◆ Task objective:
Go through the listing and copy each line that has the string "crenellated" in it.

▼

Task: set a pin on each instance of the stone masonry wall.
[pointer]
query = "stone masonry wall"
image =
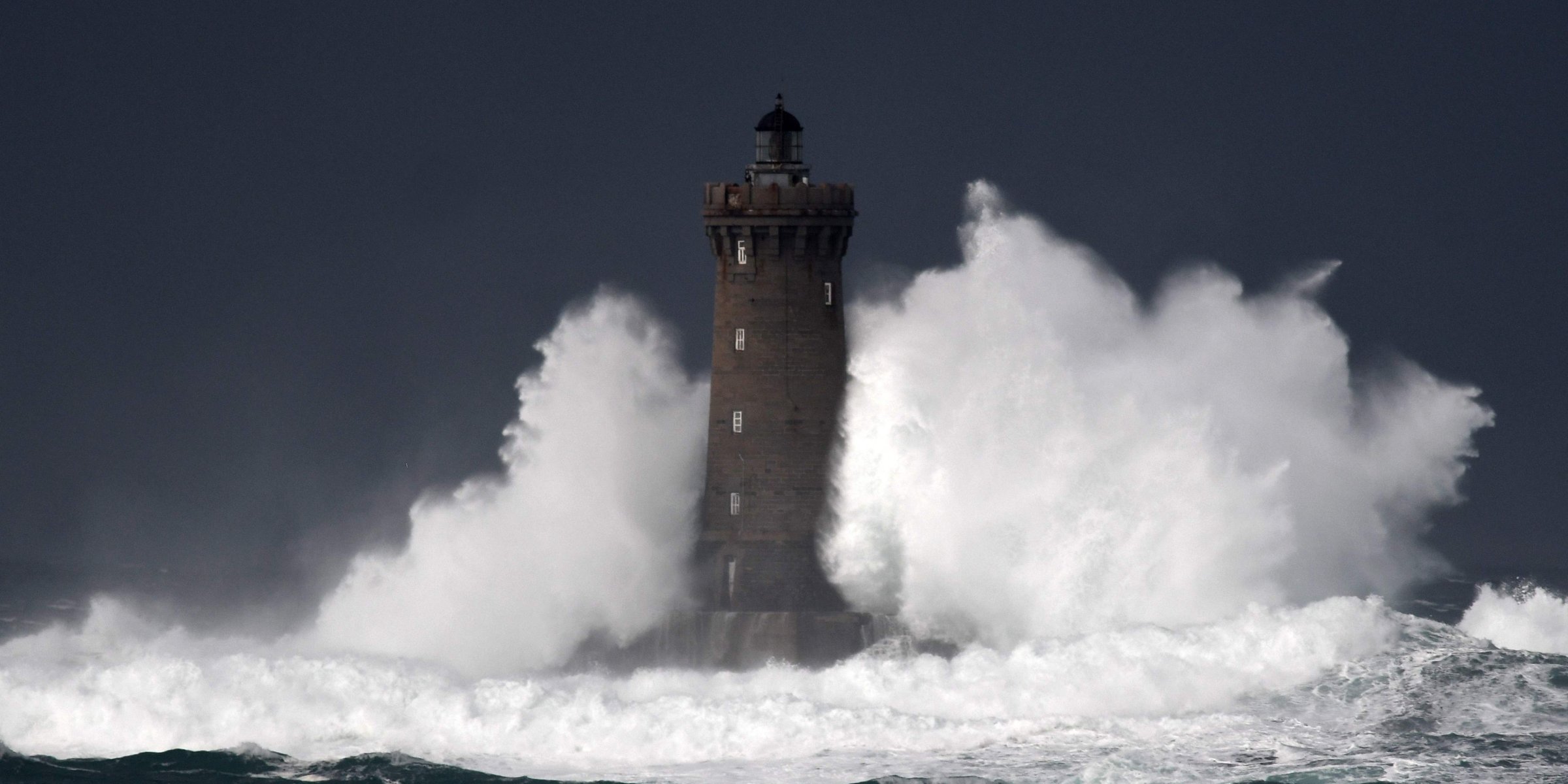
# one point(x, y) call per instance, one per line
point(788, 385)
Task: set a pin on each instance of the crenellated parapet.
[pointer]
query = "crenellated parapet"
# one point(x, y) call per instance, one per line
point(730, 200)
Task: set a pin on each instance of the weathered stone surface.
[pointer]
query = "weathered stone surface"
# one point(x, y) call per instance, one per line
point(767, 483)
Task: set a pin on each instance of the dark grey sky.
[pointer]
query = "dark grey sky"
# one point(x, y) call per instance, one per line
point(267, 270)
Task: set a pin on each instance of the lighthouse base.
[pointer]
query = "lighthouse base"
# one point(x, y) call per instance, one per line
point(743, 640)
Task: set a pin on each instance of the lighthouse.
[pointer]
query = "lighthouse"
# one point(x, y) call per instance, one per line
point(780, 367)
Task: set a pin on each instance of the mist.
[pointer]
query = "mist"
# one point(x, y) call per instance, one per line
point(589, 529)
point(1034, 452)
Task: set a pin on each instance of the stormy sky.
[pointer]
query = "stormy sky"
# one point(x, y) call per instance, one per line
point(270, 270)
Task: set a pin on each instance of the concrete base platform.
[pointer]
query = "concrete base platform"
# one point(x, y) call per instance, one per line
point(743, 640)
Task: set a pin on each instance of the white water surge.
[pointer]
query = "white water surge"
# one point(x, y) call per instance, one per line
point(1134, 515)
point(587, 531)
point(1034, 452)
point(1527, 618)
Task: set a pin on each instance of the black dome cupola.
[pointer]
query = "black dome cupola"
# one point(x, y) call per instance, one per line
point(778, 135)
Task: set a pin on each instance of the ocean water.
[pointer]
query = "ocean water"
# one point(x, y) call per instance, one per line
point(1337, 691)
point(1158, 532)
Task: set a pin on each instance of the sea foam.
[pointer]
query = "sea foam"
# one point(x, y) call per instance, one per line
point(1036, 452)
point(1527, 618)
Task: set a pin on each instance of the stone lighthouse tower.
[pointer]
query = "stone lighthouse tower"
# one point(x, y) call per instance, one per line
point(778, 247)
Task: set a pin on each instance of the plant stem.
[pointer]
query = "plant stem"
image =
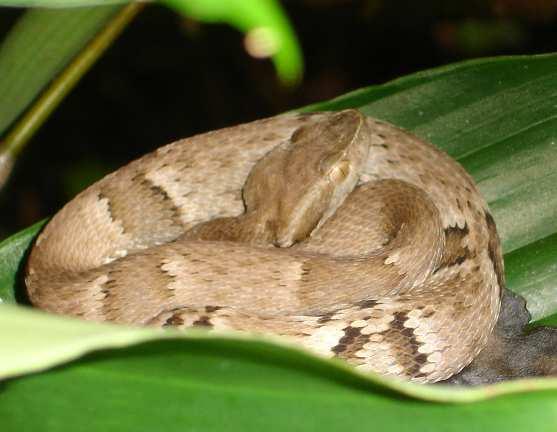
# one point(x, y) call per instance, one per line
point(49, 100)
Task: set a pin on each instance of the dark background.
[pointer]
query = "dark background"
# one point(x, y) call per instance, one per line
point(168, 77)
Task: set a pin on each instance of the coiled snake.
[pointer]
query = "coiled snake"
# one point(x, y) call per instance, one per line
point(339, 232)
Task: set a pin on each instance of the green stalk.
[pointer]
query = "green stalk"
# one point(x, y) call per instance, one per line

▲

◆ Answer area:
Task: set a pin on each instance of the crenellated parapet.
query = "crenellated parapet"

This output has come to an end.